_Given exercise:_
Return the listing below unchanged, line for line.

━━━━━━

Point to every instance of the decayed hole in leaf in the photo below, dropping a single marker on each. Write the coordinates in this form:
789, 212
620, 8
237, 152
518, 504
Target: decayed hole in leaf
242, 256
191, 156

━━━━━━

_Exercise result:_
Point to every instance of the decayed hole in leaf in the photo below, dropping a single marker on each. Write the coordinates in this form:
789, 212
620, 8
237, 152
518, 504
Target: decayed hole in leaf
242, 256
191, 156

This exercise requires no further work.